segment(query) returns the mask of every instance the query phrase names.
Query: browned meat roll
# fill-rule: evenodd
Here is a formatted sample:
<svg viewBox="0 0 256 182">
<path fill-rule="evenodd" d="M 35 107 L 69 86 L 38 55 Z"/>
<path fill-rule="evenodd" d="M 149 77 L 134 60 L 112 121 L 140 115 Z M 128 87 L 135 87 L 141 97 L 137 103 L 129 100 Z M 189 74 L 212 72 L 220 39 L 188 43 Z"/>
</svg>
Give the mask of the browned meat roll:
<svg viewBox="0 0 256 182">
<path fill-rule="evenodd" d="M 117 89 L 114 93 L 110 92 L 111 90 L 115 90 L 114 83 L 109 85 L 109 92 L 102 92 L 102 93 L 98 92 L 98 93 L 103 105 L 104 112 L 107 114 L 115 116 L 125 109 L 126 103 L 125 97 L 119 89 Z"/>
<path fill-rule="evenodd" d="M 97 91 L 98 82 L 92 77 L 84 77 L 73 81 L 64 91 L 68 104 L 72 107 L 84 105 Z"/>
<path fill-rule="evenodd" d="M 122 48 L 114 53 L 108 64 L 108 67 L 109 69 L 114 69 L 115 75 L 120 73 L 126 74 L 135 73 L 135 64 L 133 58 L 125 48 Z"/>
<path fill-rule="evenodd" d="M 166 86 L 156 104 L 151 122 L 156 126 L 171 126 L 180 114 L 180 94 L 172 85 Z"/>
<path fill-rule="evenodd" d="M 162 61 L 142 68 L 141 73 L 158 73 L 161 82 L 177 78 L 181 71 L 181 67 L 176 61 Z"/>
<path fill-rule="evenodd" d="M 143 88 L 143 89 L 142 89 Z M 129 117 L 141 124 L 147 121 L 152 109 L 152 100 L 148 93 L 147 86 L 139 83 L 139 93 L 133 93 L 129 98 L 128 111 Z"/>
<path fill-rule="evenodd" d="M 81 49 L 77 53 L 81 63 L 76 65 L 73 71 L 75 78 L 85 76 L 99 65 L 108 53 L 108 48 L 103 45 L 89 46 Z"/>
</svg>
::::::::
Could you update the records above so that "browned meat roll" reads "sausage roll" everywhere and write them out again with nothing else changed?

segment(query) returns the mask of every instance the query phrase names.
Query: sausage roll
# fill-rule: evenodd
Here is a formatted sample:
<svg viewBox="0 0 256 182">
<path fill-rule="evenodd" d="M 35 107 L 69 86 L 38 55 Z"/>
<path fill-rule="evenodd" d="M 149 77 L 134 60 L 112 121 L 140 115 Z M 128 87 L 135 87 L 141 97 L 137 103 L 129 100 Z M 189 74 L 212 72 L 220 39 L 188 43 Z"/>
</svg>
Give the mask of the sausage roll:
<svg viewBox="0 0 256 182">
<path fill-rule="evenodd" d="M 117 89 L 114 93 L 110 92 L 111 90 L 115 90 L 114 83 L 109 85 L 109 92 L 102 92 L 102 93 L 98 92 L 98 93 L 103 105 L 104 112 L 107 114 L 115 116 L 125 109 L 126 103 L 125 97 L 119 89 Z"/>
<path fill-rule="evenodd" d="M 97 91 L 98 82 L 92 77 L 84 77 L 73 81 L 64 91 L 68 104 L 72 107 L 84 105 Z"/>
<path fill-rule="evenodd" d="M 122 48 L 114 53 L 108 64 L 108 67 L 109 69 L 114 69 L 115 75 L 120 73 L 126 74 L 135 73 L 135 64 L 133 58 L 125 48 Z"/>
<path fill-rule="evenodd" d="M 166 86 L 156 104 L 151 122 L 156 126 L 171 126 L 180 114 L 180 94 L 172 85 Z"/>
<path fill-rule="evenodd" d="M 162 61 L 142 68 L 141 73 L 158 73 L 161 82 L 177 78 L 181 71 L 181 67 L 176 61 Z"/>
<path fill-rule="evenodd" d="M 143 88 L 143 89 L 142 89 Z M 129 117 L 141 124 L 147 121 L 152 109 L 152 100 L 148 93 L 147 86 L 139 83 L 139 93 L 133 93 L 129 98 L 128 111 Z"/>
<path fill-rule="evenodd" d="M 81 49 L 77 53 L 81 63 L 76 65 L 73 71 L 75 78 L 85 76 L 99 65 L 108 53 L 108 48 L 103 45 L 89 46 Z"/>
</svg>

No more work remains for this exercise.